What you should do:
Find each line in the records below that contains the word "pavement", and copy those lines.

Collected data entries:
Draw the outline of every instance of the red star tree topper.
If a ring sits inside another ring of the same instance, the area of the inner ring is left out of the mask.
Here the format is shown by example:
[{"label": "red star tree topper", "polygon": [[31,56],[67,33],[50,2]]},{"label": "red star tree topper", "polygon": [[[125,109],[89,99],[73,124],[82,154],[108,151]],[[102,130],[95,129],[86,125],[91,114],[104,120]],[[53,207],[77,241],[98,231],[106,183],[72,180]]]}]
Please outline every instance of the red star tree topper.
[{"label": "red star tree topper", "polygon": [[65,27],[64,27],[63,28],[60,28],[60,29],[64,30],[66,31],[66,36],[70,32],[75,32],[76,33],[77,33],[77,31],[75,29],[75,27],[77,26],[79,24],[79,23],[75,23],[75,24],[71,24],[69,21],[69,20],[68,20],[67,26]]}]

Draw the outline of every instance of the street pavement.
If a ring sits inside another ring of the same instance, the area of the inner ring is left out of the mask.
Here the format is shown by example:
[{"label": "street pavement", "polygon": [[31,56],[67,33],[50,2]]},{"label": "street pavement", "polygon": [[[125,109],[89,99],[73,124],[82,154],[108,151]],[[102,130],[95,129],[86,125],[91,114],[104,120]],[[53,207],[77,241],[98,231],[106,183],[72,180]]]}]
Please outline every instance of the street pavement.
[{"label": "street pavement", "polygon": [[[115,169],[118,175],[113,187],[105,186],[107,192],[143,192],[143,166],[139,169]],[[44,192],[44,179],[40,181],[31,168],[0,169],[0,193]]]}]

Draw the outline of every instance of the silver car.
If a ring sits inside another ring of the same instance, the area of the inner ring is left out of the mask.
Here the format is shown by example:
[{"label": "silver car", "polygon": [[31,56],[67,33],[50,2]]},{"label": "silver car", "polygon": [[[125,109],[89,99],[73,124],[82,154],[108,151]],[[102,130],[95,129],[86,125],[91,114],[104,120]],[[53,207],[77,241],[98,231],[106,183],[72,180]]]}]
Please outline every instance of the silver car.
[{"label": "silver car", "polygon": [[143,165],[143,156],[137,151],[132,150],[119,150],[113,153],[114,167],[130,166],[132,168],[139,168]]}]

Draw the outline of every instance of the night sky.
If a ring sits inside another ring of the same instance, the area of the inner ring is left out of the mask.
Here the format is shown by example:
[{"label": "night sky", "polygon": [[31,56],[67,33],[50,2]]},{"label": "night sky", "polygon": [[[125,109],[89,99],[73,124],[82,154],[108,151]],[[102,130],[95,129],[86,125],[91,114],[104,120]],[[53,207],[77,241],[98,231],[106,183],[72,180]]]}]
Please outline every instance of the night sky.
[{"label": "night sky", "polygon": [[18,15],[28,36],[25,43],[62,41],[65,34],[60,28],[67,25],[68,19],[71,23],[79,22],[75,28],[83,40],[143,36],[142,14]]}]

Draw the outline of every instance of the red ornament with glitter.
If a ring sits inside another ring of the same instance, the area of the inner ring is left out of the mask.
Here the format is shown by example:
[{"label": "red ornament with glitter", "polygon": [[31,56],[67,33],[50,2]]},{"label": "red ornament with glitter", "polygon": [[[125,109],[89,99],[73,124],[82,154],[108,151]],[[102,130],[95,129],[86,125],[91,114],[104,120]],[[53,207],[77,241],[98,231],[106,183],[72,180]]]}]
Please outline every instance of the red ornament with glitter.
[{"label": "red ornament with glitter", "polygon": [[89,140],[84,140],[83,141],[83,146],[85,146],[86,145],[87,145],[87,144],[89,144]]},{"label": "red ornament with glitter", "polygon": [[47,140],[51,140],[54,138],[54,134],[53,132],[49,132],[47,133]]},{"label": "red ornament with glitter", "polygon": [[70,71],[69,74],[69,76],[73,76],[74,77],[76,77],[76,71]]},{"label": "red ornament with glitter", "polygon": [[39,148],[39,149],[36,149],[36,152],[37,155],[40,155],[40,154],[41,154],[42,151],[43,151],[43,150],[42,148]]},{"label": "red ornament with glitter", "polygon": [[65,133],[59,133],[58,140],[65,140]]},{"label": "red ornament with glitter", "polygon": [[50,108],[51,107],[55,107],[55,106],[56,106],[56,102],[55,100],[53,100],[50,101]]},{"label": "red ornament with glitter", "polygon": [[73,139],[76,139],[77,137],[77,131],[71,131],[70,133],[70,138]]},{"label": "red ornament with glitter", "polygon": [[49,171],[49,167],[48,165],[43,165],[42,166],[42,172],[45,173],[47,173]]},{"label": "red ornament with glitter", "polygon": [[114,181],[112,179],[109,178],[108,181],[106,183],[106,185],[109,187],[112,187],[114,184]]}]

Response for this exercise:
Draw the outline of every instance of the street pavement.
[{"label": "street pavement", "polygon": [[31,56],[67,33],[50,2]]},{"label": "street pavement", "polygon": [[[125,109],[89,99],[73,124],[82,154],[108,151]],[[102,130],[95,129],[86,125],[91,114],[104,120]],[[53,207],[77,241],[98,231],[106,183],[72,180]]]}]
Please outline every instance of the street pavement.
[{"label": "street pavement", "polygon": [[[115,169],[118,175],[113,187],[105,186],[107,192],[143,192],[143,166],[139,169]],[[44,192],[44,179],[40,181],[31,168],[0,169],[0,193]]]}]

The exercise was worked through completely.